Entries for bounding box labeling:
+--
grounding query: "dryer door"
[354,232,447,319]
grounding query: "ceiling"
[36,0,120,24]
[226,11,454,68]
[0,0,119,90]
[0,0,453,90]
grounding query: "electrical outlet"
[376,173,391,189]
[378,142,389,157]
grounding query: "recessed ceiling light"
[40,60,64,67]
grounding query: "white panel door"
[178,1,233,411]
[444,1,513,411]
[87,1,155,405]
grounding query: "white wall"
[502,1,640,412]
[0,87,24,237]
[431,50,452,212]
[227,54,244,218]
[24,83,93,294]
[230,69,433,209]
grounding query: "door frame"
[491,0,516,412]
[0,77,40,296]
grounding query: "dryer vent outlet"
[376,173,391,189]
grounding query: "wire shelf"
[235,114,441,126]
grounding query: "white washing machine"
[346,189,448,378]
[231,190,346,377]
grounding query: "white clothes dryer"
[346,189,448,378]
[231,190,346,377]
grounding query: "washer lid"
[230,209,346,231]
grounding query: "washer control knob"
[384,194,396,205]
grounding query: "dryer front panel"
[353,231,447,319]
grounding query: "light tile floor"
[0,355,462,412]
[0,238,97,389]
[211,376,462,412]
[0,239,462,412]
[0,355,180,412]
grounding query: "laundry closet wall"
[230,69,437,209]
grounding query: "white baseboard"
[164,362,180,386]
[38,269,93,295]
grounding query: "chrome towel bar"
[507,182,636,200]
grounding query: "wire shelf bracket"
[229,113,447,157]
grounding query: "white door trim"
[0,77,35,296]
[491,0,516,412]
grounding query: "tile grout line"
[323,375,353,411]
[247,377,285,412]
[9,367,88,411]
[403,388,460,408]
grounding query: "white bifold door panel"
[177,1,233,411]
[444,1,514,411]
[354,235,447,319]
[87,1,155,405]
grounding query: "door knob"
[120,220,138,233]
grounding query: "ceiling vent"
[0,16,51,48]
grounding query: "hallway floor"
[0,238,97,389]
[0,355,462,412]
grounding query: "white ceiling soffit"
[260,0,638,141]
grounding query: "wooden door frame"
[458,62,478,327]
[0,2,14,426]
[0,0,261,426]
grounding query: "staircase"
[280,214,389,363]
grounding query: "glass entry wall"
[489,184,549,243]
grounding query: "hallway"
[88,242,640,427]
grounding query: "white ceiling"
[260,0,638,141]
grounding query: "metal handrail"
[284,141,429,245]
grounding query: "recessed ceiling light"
+--
▸ **Given instruction**:
Write down every line of the data exactly as it appears above.

▸ **Result of the exercise**:
grounding query: "dryer door"
[354,232,447,319]
grounding query: "ceiling"
[36,0,120,24]
[226,11,454,68]
[0,0,119,90]
[0,0,453,90]
grounding query: "electrical outlet"
[376,173,391,189]
[378,142,389,157]
grounding query: "recessed ceiling light"
[40,60,64,67]
grounding query: "white panel door"
[178,1,233,411]
[444,1,513,411]
[87,1,155,405]
grounding query: "white wall"
[502,1,640,412]
[0,87,24,237]
[431,50,452,212]
[227,54,244,218]
[24,83,93,294]
[230,69,433,209]
grounding query: "door frame"
[491,0,516,412]
[0,77,40,296]
grounding query: "dryer vent outlet"
[376,173,391,189]
grounding query: "wire shelf"
[235,114,441,126]
grounding query: "white washing machine"
[346,189,448,378]
[231,190,346,377]
grounding query: "white clothes dryer"
[346,189,448,378]
[231,190,346,377]
grounding query: "washer lid"
[230,209,346,231]
grounding query: "washer control knob"
[384,194,396,205]
grounding query: "dryer front panel"
[353,231,447,319]
grounding query: "light tile floor"
[0,355,462,412]
[0,238,97,389]
[211,376,462,412]
[0,239,462,412]
[0,355,180,412]
grounding query: "laundry closet wall"
[230,69,437,209]
grounding query: "white baseboard"
[164,362,180,386]
[38,269,93,295]
grounding query: "chrome towel bar"
[507,182,636,200]
grounding query: "wire shelf bracket"
[229,113,447,157]
grounding query: "white door trim"
[0,77,35,296]
[491,0,516,412]
grounding query: "tile grout line"
[323,375,353,411]
[247,377,285,412]
[9,367,88,411]
[403,388,460,408]
grounding query: "white bifold door panel"
[177,1,233,411]
[444,1,514,411]
[354,235,447,319]
[87,1,155,405]
grounding query: "door knob"
[120,220,138,233]
grounding query: "ceiling vent"
[0,16,51,48]
grounding query: "hallway floor"
[0,238,97,389]
[0,355,462,412]
grounding query: "white ceiling soffit"
[260,0,638,141]
grounding query: "wooden door frame"
[458,62,478,327]
[0,2,14,426]
[0,0,261,426]
grounding query: "staircase"
[280,214,389,363]
grounding query: "glass entry wall"
[489,184,549,243]
grounding query: "hallway"
[88,242,640,427]
grounding query: "white ceiling"
[260,0,638,141]
grounding query: "metal handrail"
[284,141,429,245]
grounding query: "recessed ceiling light"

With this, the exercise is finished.